Short exercise | Extract every line of the items that contains the string "belt".

Given entries |
★ ★ ★
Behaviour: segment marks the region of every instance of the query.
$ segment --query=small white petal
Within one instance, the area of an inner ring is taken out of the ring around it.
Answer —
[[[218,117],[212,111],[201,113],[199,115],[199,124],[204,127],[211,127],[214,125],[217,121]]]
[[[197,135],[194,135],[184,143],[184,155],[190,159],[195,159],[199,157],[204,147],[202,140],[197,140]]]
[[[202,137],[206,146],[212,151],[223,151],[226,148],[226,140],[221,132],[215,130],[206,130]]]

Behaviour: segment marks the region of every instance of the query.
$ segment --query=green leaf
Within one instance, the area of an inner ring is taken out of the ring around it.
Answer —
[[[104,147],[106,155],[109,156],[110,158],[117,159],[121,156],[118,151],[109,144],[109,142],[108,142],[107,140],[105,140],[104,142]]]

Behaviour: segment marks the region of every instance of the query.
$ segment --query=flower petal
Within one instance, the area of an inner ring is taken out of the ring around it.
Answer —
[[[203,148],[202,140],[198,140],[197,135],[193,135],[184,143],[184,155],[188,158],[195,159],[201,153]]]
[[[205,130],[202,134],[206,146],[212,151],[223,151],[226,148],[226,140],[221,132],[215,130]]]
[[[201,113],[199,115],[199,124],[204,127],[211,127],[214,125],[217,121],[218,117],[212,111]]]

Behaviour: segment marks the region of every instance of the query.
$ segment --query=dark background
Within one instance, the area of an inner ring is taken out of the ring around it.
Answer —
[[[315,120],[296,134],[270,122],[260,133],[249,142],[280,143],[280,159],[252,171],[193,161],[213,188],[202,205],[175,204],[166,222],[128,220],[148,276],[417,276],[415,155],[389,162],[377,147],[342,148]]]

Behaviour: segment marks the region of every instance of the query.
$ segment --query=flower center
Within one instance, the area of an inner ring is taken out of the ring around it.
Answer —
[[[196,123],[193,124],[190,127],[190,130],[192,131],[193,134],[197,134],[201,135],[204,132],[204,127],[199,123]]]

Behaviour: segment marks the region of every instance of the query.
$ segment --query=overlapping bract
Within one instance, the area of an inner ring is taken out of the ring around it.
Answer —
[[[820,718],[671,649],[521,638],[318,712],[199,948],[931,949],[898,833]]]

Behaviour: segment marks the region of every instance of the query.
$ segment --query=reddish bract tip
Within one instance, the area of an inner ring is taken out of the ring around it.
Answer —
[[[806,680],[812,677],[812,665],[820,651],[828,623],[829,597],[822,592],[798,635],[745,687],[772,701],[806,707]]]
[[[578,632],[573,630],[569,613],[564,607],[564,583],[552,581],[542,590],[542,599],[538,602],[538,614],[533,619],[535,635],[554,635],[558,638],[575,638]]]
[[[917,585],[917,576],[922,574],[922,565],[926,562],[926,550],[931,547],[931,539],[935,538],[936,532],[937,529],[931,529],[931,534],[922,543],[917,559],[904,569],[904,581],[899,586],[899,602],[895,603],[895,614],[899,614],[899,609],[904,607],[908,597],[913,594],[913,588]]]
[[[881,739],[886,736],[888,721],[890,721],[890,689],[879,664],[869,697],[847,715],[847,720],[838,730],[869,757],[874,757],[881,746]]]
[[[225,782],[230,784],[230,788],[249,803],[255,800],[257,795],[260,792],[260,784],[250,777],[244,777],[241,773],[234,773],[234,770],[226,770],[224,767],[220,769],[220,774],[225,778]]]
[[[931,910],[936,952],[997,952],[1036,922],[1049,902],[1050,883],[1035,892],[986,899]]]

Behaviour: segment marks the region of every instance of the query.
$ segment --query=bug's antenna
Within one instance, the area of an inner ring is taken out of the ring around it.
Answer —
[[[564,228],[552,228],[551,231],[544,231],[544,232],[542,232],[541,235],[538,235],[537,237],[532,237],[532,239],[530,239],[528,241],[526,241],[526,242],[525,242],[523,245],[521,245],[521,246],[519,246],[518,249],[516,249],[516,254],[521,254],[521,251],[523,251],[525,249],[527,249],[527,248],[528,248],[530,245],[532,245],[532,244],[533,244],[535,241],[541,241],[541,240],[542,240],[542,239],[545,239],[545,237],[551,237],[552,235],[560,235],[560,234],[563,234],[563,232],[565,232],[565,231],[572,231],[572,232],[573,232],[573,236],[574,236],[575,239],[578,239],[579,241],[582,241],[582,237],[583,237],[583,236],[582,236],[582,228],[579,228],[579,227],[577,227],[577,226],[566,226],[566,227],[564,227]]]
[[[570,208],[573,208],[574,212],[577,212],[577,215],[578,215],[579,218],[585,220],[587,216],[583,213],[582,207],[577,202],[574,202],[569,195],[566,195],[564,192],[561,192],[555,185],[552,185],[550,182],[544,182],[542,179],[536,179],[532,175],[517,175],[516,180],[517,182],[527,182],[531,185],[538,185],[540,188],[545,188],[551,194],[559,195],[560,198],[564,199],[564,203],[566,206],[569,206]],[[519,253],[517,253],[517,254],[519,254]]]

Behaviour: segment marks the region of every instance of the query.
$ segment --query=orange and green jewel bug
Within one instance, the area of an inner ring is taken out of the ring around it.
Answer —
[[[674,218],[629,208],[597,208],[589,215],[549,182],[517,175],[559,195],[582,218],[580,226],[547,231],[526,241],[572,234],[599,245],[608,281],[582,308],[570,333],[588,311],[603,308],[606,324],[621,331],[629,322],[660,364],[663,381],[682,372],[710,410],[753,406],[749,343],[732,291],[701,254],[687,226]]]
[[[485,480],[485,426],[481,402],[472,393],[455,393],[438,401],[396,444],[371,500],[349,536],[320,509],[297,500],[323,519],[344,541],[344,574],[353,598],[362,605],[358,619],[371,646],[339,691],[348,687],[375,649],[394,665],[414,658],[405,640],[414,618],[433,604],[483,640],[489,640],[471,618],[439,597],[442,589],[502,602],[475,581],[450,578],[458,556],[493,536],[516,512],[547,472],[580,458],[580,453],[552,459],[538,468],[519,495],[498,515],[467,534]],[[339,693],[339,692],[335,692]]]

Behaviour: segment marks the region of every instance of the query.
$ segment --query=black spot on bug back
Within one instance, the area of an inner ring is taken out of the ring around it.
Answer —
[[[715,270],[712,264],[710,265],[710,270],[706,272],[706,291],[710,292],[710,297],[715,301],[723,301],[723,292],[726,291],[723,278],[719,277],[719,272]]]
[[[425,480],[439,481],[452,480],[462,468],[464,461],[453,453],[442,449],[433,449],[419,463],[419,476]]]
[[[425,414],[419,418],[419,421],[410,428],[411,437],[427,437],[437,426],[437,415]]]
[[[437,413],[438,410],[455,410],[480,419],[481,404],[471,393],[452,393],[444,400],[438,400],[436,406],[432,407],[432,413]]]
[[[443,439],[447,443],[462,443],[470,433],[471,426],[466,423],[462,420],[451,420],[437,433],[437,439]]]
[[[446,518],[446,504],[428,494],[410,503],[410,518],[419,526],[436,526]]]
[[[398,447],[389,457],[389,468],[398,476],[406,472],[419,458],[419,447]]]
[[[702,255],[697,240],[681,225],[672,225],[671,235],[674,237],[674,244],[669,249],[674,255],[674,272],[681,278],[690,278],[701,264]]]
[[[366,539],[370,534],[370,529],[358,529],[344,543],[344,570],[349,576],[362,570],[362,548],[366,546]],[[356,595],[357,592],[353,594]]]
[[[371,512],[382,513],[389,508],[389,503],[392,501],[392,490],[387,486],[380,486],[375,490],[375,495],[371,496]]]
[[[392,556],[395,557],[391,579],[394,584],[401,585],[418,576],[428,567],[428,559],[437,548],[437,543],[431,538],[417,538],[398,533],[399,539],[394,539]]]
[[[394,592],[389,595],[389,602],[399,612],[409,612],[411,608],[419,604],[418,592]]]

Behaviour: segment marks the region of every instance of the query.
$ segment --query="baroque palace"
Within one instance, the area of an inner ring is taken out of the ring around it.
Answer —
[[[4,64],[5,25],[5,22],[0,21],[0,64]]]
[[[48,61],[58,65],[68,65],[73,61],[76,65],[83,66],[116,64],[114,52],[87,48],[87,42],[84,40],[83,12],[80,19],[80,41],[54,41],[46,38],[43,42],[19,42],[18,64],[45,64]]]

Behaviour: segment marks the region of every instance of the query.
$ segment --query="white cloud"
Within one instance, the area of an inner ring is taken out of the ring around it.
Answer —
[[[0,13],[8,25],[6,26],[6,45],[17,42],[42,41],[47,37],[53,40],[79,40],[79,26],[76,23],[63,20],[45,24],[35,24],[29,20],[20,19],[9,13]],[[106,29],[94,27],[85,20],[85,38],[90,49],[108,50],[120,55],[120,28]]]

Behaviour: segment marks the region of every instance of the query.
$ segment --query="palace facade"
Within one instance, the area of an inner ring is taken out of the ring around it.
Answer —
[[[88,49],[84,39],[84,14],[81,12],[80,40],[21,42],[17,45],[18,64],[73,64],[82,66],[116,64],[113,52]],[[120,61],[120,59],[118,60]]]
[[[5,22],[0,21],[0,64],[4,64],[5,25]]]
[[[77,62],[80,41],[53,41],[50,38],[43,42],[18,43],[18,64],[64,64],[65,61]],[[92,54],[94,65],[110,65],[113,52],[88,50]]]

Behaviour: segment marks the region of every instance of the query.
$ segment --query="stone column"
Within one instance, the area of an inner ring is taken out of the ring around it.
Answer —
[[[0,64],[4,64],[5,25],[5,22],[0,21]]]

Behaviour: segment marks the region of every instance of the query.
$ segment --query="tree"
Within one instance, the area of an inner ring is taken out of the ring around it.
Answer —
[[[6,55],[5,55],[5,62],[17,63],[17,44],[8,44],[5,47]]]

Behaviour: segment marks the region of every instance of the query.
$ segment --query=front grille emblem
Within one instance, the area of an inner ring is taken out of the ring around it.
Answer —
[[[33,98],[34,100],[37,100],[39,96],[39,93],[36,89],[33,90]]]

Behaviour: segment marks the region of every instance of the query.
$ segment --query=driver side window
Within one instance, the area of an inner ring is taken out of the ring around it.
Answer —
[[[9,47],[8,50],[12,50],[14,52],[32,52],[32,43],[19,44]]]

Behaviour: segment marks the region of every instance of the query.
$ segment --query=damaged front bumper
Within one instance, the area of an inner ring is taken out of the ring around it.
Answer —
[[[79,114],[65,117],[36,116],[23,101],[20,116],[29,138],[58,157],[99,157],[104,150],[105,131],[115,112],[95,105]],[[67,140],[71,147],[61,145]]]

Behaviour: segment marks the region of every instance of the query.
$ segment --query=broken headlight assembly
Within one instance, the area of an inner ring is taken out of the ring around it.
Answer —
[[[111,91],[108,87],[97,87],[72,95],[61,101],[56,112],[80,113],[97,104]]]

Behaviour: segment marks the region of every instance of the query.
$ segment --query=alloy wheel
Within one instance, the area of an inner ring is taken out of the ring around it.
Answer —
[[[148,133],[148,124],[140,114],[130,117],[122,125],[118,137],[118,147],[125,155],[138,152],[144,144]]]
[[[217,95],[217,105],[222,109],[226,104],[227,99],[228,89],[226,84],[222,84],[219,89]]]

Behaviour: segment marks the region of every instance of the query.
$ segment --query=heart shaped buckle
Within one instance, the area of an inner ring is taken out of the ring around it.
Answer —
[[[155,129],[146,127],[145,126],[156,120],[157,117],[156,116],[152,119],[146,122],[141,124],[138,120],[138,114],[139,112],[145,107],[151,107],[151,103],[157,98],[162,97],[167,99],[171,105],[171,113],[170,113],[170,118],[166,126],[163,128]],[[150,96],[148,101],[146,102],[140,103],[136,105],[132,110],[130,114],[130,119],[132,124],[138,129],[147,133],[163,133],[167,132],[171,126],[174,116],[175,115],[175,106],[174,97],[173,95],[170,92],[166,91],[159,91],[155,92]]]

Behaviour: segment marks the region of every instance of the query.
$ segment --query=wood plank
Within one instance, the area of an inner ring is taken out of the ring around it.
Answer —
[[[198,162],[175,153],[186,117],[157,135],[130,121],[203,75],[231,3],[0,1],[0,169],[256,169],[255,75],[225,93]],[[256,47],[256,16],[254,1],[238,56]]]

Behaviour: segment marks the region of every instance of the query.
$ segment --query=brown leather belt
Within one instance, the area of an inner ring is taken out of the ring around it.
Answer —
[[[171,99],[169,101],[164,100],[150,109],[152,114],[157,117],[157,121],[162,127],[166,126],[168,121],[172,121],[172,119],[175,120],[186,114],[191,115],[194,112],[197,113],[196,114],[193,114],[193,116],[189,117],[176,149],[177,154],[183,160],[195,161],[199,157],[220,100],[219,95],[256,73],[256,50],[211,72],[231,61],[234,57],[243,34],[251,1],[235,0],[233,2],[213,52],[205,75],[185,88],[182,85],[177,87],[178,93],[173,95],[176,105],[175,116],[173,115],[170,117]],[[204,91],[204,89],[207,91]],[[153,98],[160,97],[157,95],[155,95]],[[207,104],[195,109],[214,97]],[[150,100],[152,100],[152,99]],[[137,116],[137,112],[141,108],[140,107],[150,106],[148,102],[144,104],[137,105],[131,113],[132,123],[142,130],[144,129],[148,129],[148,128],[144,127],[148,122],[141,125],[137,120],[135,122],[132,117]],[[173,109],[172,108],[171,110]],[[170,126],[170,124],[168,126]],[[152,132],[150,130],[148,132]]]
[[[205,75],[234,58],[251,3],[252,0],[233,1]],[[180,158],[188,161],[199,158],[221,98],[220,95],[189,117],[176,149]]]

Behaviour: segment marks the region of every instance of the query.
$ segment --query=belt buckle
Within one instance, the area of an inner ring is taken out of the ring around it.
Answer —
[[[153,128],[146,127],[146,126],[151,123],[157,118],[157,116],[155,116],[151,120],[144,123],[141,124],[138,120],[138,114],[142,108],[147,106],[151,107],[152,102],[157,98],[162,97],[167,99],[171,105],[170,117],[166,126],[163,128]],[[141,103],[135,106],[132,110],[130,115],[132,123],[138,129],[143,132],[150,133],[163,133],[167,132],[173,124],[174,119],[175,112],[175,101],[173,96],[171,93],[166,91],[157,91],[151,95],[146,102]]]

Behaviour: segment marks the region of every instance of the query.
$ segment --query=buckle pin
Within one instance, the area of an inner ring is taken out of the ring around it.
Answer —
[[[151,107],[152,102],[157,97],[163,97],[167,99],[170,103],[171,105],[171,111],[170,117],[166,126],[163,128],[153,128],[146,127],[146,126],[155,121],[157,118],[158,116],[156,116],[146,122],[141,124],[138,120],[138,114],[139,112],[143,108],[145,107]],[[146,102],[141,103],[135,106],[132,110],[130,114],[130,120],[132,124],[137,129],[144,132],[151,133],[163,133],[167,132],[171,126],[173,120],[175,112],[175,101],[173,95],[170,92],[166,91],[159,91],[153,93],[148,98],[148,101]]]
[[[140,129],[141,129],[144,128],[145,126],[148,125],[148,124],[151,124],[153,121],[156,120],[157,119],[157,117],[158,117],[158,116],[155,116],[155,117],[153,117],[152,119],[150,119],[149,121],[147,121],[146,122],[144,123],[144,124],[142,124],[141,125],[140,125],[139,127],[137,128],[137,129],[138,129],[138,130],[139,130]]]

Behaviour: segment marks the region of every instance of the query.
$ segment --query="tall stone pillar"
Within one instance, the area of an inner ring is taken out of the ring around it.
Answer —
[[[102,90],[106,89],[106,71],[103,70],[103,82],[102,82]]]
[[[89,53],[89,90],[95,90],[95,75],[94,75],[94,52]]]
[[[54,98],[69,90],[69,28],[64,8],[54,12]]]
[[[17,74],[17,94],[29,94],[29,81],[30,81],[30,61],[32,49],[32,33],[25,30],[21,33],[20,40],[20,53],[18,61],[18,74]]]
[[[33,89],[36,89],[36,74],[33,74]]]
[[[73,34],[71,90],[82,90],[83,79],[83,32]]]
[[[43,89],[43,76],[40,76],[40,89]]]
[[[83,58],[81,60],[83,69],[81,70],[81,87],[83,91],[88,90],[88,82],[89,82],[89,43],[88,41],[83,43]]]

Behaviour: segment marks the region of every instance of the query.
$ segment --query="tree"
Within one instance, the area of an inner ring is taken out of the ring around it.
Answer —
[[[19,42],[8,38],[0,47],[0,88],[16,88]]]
★ ★ ★
Worked answer |
$ segment --query=brown leather belt
$ segment --query=belt buckle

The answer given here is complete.